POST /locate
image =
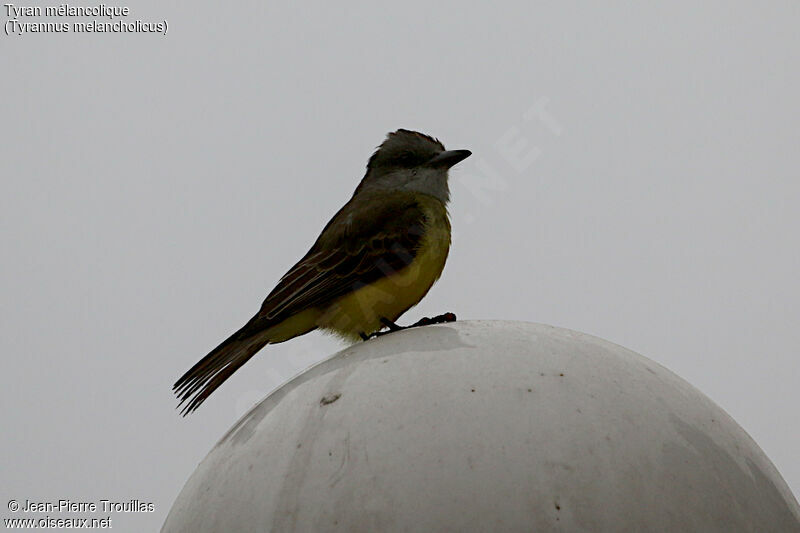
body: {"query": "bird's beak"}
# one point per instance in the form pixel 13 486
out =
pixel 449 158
####
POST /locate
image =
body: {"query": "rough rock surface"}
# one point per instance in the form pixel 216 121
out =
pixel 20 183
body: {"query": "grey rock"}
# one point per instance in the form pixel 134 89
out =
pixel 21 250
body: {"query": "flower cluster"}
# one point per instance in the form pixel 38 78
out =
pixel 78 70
####
Goal ▸ Report each line of the data above that contains the string "pixel", copying every such line in full.

In response ▸
# one point per instance in the form pixel 13 486
pixel 449 158
# one point per instance in the form pixel 216 121
pixel 20 183
# one point per instance in the form pixel 134 89
pixel 21 250
# one point per instance in the form pixel 38 78
pixel 78 70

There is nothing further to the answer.